Return each record shown below exactly, with none omitted.

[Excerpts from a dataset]
###
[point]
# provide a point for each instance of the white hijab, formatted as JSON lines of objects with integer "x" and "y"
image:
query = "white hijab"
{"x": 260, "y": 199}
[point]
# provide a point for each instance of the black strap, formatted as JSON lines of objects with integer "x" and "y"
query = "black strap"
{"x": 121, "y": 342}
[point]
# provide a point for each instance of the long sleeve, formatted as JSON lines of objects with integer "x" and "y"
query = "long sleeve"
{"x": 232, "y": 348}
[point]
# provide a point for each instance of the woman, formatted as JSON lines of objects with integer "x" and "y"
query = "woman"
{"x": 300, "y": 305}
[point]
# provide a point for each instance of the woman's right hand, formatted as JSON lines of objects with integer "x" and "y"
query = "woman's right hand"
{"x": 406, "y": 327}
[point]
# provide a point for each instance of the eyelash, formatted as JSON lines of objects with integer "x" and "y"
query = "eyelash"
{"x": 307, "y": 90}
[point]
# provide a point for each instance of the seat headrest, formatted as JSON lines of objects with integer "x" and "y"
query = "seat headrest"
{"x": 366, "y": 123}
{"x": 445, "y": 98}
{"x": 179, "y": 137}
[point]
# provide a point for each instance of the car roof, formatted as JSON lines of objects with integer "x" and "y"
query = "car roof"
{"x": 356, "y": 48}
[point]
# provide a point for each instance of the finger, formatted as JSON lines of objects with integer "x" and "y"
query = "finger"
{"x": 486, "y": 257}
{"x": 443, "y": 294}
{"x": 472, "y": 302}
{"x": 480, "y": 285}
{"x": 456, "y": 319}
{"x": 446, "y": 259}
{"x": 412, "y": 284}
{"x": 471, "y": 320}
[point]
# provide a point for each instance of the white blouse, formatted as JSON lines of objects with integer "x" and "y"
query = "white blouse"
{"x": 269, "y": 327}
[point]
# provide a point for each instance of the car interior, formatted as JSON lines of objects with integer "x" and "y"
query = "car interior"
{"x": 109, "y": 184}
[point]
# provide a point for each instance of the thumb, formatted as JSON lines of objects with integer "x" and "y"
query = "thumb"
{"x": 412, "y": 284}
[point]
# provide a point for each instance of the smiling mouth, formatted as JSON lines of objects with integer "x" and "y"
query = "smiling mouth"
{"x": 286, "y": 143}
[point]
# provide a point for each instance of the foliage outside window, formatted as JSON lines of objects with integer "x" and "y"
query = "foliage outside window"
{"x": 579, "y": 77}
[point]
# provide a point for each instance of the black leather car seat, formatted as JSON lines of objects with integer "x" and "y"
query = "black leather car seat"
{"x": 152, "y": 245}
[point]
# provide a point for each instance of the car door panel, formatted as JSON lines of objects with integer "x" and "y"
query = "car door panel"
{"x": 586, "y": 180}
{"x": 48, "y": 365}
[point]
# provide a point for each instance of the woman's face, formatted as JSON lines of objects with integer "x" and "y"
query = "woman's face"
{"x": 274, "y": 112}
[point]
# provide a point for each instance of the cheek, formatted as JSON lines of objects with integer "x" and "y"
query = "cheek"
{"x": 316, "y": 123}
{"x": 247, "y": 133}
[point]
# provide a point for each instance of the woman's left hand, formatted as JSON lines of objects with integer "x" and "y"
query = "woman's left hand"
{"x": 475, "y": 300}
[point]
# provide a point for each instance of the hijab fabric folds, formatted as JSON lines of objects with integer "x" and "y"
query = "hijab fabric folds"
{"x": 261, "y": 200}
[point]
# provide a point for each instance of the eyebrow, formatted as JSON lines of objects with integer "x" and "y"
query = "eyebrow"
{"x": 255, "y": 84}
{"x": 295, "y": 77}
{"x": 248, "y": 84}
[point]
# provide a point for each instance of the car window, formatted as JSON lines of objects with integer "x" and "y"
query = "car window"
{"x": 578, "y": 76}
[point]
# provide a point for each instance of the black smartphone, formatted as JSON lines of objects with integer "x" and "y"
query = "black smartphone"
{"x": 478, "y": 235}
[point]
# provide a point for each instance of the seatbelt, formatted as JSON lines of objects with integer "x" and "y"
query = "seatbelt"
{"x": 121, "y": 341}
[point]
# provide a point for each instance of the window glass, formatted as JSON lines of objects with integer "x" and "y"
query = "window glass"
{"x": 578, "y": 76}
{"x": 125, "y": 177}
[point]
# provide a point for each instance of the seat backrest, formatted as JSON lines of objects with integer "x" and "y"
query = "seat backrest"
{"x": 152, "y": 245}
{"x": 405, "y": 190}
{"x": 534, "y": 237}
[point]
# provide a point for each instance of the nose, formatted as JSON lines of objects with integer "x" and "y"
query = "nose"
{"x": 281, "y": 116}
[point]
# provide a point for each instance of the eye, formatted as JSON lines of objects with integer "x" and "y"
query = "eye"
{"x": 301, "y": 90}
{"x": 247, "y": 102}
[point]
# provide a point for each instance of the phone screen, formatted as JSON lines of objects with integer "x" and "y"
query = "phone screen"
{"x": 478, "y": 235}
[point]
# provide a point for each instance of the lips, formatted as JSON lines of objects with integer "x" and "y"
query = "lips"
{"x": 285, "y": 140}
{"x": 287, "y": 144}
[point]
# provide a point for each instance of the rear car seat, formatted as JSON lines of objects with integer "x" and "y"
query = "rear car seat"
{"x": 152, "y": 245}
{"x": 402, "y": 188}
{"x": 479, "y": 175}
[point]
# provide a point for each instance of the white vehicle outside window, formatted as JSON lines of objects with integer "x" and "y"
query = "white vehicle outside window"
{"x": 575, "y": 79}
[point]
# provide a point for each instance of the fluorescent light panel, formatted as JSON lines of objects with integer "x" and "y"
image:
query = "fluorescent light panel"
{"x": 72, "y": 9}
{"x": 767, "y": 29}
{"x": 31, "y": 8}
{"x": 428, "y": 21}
###
### SOLUTION FOR THIS PROBLEM
[point]
# provide a point for each instance of the white hijab, formatted as JSON lines of objects with integer "x" and "y"
image:
query = "white hijab"
{"x": 260, "y": 199}
[point]
# provide a point for each instance of the black strap, formatted as JSON lines of objects with integer "x" and "y"
query = "black strap"
{"x": 121, "y": 342}
[point]
# provide a point for each instance of the long sleeve, formatted as JSON lines of objects with integer "x" and "y"
query = "long sleeve"
{"x": 232, "y": 348}
[point]
# provide a point for each instance of the woman, formatted as JSON lines of objects with integer "x" and "y"
query = "woman"
{"x": 300, "y": 305}
[point]
# provide a point for each instance of the woman's right hand, formatted as JSON lines of objects with integer "x" and "y"
query = "woman's right hand"
{"x": 406, "y": 327}
[point]
# provide a point for each instance of the eyelash, formatted as JSON lines of objects with integer "x" and "y"
query = "eyelash"
{"x": 307, "y": 90}
[point]
# provide a point for each instance of the seat headrest, formatted as JSON lines of objects with integer "x" and "y"
query = "seat headrest"
{"x": 366, "y": 123}
{"x": 445, "y": 98}
{"x": 179, "y": 137}
[point]
# provide a point for each instance of the car roof, formatted as JSON lines of objects with integer "x" and "y"
query = "car roof"
{"x": 356, "y": 48}
[point]
# provide a point for each instance of the finger, formatted as JSON lines of objects with integer "x" and "y"
query = "finger"
{"x": 486, "y": 257}
{"x": 443, "y": 294}
{"x": 472, "y": 302}
{"x": 480, "y": 285}
{"x": 456, "y": 319}
{"x": 446, "y": 259}
{"x": 412, "y": 284}
{"x": 471, "y": 320}
[point]
# provide a point for each instance of the white blouse, formatted as JSON lines of objects with integer "x" and "y"
query = "white blouse"
{"x": 269, "y": 327}
[point]
# provide a point for each instance of the car interior, formatted as JSON lines of objects with integer "x" and "y"
query = "car interior"
{"x": 109, "y": 184}
[point]
# provide a point for each instance of the thumb, formatted as JSON lines of objects with integer "x" and "y"
query = "thumb"
{"x": 412, "y": 284}
[point]
# provide a point for each instance of the smiling mouth, formatted as JSON lines of objects with integer "x" and "y"
query = "smiling mouth"
{"x": 286, "y": 143}
[point]
# provide a point for each instance of the foliage outside window, formatted as JSON lines of objects with integer "x" and "y"
query = "foliage outside window"
{"x": 579, "y": 77}
[point]
# provide a point for each instance of the black leather car seat, formatted as JSON lines of objects with integer "x" and "y"
query = "black leather car seat"
{"x": 152, "y": 245}
[point]
# provide a point for each instance of the car door panel, formatted as JSON lines of objects with integer "x" and "y"
query = "car door panel"
{"x": 586, "y": 180}
{"x": 48, "y": 365}
[point]
# provide a point for each instance of the woman's face, formatted as JSON lines of objects with integer "x" and "y"
query = "woman's face"
{"x": 274, "y": 112}
[point]
# provide a point for each instance of the cheek, formatted as JSON lines of objects with integer "x" and "y"
query = "cheek"
{"x": 316, "y": 123}
{"x": 247, "y": 133}
[point]
# provide a point for each instance of the woman's left hand, formatted as JSON lines of objects with integer "x" and "y"
query = "woman's left hand"
{"x": 475, "y": 300}
[point]
# provide a point for each instance of the hijab fabric folds, formatted as JSON lines of objects with integer "x" and "y"
query = "hijab fabric folds"
{"x": 261, "y": 200}
[point]
# provide a point for each instance of the eyebrow, formatted as JSON lines of objects with integer "x" and "y"
query = "eyebrow"
{"x": 255, "y": 84}
{"x": 295, "y": 77}
{"x": 248, "y": 84}
[point]
# provide a point for each instance of the car window, formatted as JSON lines of objects with integer "x" and "y"
query = "car window"
{"x": 578, "y": 76}
[point]
# provide a point for each instance of the black smartphone, formatted as JSON lines of objects with integer "x" and "y"
query = "black smartphone"
{"x": 478, "y": 235}
[point]
# provide a point for each instance of the seatbelt, formatted as JSON lines of objects with integer "x" and "y"
query = "seatbelt"
{"x": 121, "y": 341}
[point]
# provide a point for each instance of the window glass, formatted as JSON lines of objects with integer "x" and "y"
query = "window glass"
{"x": 578, "y": 76}
{"x": 125, "y": 177}
[point]
# provide a point for each instance of the seat backrest, formatted as JSON lines of objects with integer "x" and "y"
query = "seat backrest"
{"x": 152, "y": 245}
{"x": 405, "y": 190}
{"x": 534, "y": 237}
[point]
# provide a point for each instance of the nose, formatted as JSON lines of objects with integer "x" and "y"
query = "nose"
{"x": 281, "y": 116}
[point]
# provide a point for each instance of the eye, formatted as JSON lines of objects with integer "x" and "y"
query = "eye"
{"x": 301, "y": 90}
{"x": 247, "y": 102}
[point]
# provide a point for each instance of the phone screen, formatted as JSON lines of objects with integer "x" and "y"
query = "phone screen"
{"x": 478, "y": 235}
[point]
# provide a point for each instance of the lips, formatted as JSON lines of objects with integer "x" and "y"
query = "lips"
{"x": 285, "y": 140}
{"x": 287, "y": 144}
[point]
# provide a point for each instance of the rear car seat, formatted as JSON lines of objects with integer "x" and "y"
query = "rear car seat"
{"x": 152, "y": 245}
{"x": 402, "y": 188}
{"x": 479, "y": 175}
[point]
# provide a point for each instance of the white vehicle outside window, formatted as JSON lines of objects with integer "x" and "y"
query = "white vehicle outside window"
{"x": 575, "y": 79}
[point]
# provide a point for each instance of the fluorescent light panel, formatted as JSON lines of objects with integer "x" and "y"
image:
query = "fluorescent light panel"
{"x": 72, "y": 9}
{"x": 767, "y": 29}
{"x": 31, "y": 8}
{"x": 428, "y": 21}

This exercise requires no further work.